-- Start EXERCISE DATA --
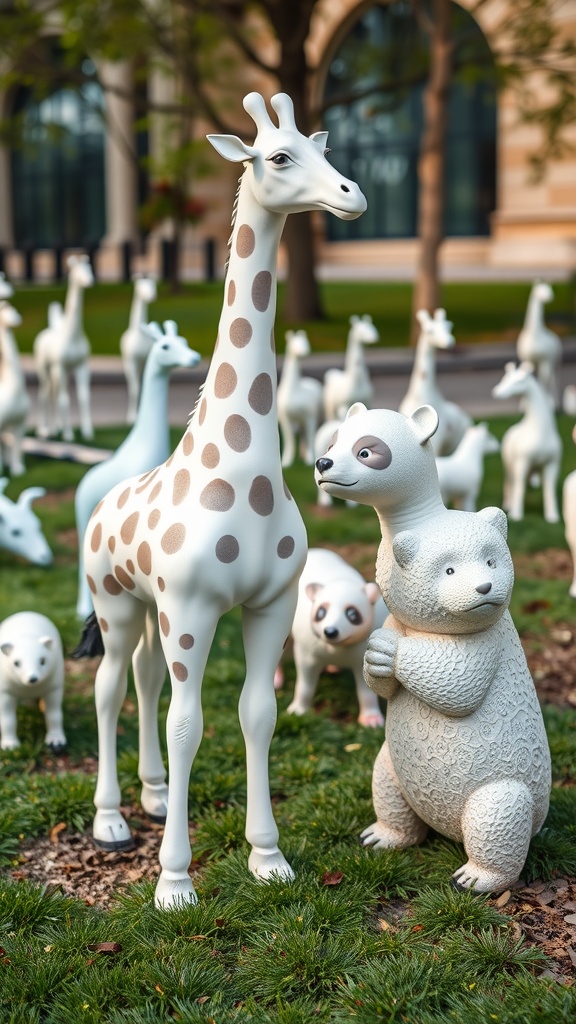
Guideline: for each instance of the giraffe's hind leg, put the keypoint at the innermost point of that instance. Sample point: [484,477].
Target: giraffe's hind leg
[264,634]
[124,624]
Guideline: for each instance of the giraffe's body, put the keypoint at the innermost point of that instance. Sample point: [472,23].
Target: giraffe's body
[212,527]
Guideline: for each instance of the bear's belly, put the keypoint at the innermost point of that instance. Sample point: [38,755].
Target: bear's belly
[441,760]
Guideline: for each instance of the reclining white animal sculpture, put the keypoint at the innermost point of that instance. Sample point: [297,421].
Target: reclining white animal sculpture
[299,401]
[460,474]
[532,445]
[63,348]
[136,341]
[147,445]
[335,614]
[342,387]
[14,402]
[31,669]
[422,389]
[537,344]
[465,751]
[21,529]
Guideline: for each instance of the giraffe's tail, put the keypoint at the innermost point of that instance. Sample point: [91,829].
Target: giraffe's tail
[91,640]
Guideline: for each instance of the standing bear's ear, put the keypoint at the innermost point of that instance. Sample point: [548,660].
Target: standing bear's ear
[405,547]
[496,517]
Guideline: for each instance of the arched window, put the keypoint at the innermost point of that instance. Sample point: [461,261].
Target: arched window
[374,90]
[57,169]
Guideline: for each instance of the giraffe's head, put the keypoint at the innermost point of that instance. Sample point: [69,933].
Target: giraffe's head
[289,173]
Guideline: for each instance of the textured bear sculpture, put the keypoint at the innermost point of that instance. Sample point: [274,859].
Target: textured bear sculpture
[465,750]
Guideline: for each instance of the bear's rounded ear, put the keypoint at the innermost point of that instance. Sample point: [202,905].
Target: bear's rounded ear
[424,423]
[495,517]
[356,409]
[405,547]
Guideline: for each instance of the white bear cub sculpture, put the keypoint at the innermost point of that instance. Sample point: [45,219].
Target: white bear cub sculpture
[335,614]
[465,750]
[31,669]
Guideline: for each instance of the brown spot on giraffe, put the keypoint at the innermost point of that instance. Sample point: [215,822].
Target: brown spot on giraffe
[217,496]
[245,241]
[225,380]
[260,394]
[240,332]
[210,456]
[144,557]
[237,433]
[261,496]
[128,527]
[173,539]
[261,287]
[180,486]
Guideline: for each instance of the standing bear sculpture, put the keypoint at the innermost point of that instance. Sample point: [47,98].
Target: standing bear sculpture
[14,403]
[170,552]
[336,612]
[299,401]
[31,669]
[465,750]
[436,333]
[63,348]
[147,445]
[343,387]
[136,341]
[531,446]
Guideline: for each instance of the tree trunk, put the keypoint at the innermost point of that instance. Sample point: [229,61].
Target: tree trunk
[432,163]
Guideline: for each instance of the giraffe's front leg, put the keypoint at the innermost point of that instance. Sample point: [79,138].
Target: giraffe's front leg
[264,633]
[187,632]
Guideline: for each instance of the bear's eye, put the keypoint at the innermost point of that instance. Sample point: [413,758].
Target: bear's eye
[353,615]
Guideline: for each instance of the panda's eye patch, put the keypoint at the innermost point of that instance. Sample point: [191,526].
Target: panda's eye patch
[373,452]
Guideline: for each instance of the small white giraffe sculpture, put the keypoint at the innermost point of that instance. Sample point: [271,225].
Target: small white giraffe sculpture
[537,344]
[167,554]
[146,446]
[532,445]
[436,334]
[63,348]
[343,387]
[460,474]
[299,401]
[14,402]
[136,341]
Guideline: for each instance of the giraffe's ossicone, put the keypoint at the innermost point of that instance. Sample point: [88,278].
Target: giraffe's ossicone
[166,554]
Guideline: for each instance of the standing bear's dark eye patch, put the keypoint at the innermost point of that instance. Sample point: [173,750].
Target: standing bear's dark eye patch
[372,452]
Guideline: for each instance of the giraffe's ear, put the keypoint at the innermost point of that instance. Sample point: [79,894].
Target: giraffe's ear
[232,147]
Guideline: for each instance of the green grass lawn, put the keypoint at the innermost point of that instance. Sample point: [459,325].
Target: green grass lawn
[320,949]
[481,312]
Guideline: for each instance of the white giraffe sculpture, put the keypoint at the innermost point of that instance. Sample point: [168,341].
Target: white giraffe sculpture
[537,344]
[167,554]
[136,341]
[343,387]
[14,403]
[63,348]
[147,444]
[299,401]
[436,334]
[532,445]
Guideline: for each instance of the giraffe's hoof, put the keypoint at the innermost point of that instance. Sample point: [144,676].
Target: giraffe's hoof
[174,892]
[155,801]
[111,832]
[268,866]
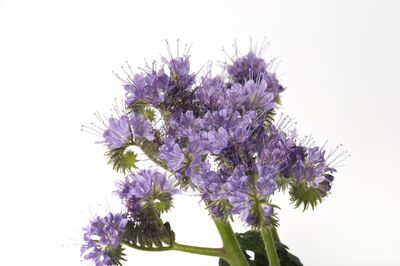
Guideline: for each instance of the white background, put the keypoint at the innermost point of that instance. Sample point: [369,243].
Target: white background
[339,60]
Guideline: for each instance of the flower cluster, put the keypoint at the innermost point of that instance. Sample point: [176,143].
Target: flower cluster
[102,239]
[216,135]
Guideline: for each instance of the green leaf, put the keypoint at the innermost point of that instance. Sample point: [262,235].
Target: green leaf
[251,241]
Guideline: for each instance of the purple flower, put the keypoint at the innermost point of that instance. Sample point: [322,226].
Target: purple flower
[237,186]
[144,184]
[171,153]
[117,133]
[146,88]
[247,67]
[266,184]
[258,97]
[212,93]
[180,68]
[236,96]
[267,212]
[141,127]
[101,236]
[217,140]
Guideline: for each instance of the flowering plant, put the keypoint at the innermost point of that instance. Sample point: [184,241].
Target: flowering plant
[217,136]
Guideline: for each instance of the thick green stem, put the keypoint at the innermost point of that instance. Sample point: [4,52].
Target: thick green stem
[234,254]
[216,252]
[270,248]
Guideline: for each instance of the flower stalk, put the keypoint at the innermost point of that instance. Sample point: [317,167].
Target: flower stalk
[234,254]
[269,243]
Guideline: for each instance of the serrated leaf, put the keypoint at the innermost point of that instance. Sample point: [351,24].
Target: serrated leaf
[251,241]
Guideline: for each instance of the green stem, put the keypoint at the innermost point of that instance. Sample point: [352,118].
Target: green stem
[270,248]
[216,252]
[234,254]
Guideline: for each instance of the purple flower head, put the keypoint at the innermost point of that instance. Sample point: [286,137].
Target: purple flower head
[103,234]
[240,126]
[180,68]
[267,213]
[171,153]
[181,125]
[117,133]
[217,140]
[145,188]
[146,87]
[258,97]
[212,93]
[247,67]
[266,184]
[237,186]
[141,127]
[236,97]
[145,184]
-- End EXERCISE DATA --
-- REQUIREMENTS --
Reproduce verbatim the lines of the items above, starting with the line that contains "Guideline: for each instance of the serrated" and continuing through the end of the items.

-- TASK RESULT --
Guideline: for each instance of the serrated leaf, put the keypoint at the innermost point of that instance. Sample point: [351,24].
Target: serrated leaf
[251,241]
Guideline: for each instance of the green stem, put the keypoint at the innermost point of that instance. Sample point: [352,118].
Target: green stem
[270,248]
[216,252]
[234,254]
Guideline: for each instance of the purple flower head, put the keypoint at the innermost point of that instance. Sample point: [286,137].
Target: purple flower head
[103,234]
[240,126]
[180,68]
[267,213]
[171,153]
[181,125]
[117,133]
[217,140]
[145,188]
[146,87]
[258,97]
[212,93]
[247,67]
[266,184]
[237,186]
[141,127]
[236,97]
[145,184]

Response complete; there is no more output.